━━ THE INPUT

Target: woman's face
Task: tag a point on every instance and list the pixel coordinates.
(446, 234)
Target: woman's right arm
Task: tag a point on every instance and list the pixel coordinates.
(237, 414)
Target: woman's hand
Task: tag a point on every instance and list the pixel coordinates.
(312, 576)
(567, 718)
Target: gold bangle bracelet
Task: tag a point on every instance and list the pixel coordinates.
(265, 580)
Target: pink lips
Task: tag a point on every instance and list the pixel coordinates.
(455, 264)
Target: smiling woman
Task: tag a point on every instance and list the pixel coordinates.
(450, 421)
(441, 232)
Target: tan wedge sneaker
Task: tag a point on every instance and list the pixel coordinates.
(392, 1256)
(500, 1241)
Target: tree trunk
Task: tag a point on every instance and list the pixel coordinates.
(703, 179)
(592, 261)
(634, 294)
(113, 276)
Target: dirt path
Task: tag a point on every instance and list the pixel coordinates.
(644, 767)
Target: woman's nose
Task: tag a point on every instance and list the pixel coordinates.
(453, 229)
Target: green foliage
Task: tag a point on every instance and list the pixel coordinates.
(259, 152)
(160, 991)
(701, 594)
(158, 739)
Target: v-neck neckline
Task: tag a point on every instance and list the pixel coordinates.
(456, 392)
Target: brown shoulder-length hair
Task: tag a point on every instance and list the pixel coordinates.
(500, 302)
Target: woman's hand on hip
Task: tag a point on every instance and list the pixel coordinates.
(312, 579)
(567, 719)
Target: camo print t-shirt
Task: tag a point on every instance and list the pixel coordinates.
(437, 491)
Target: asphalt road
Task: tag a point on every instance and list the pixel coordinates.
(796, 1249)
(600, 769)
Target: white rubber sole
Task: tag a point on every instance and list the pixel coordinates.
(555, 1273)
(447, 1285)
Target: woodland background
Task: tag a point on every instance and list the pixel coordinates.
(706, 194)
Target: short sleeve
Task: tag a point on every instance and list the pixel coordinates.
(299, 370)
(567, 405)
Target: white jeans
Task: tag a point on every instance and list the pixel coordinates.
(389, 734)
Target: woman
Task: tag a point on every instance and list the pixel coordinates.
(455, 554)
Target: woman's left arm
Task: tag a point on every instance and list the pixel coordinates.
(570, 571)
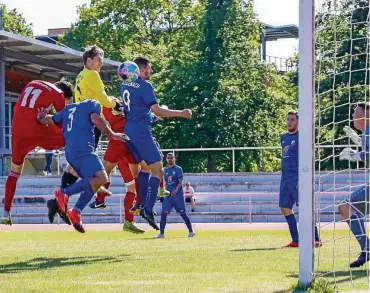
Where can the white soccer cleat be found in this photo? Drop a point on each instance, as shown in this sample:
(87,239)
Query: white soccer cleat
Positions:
(191,234)
(159,236)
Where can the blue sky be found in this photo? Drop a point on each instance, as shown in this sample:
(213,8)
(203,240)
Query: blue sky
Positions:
(44,14)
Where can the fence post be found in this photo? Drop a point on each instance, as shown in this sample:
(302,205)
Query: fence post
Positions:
(233,151)
(120,208)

━━━━

■ GIVEN TASK: Copy out the rows from the line containing "Target: short sleeve" through the end of the rows, requests included, and add 31 to every number in the point coordinates given as answers, leaving the numbers in the requests and their samples unchanged. Leave the pictures out.

■ REPLY TO THE EXERCISE:
Target: short sleeve
Task: tag a point on every instance and list the pixel coordinates.
(330, 401)
(598, 436)
Target: white jeans
Task: tag a point on every instance and list the pixel coordinates.
(420, 765)
Target: woman
Task: tag a point on every instance and list the pixel coordinates.
(486, 585)
Target: woman's left arm
Task: tag a point on every instance and list the pixel coordinates.
(601, 602)
Where can the white soccer cleat be found in this photo? Drop a point on each instance, as shown in this sample:
(87,239)
Query: white soccer cleat
Positions:
(222,265)
(190,267)
Where can the blue sky be found in this photo? Drop a point on each instance, as shown in this sample:
(213,8)
(203,240)
Query: blue sky
Positions:
(75,45)
Where can the fence post be found in this photo? Drop a point on each instance, as shown in this sample:
(302,205)
Query: fence post
Positions:
(264,182)
(151,239)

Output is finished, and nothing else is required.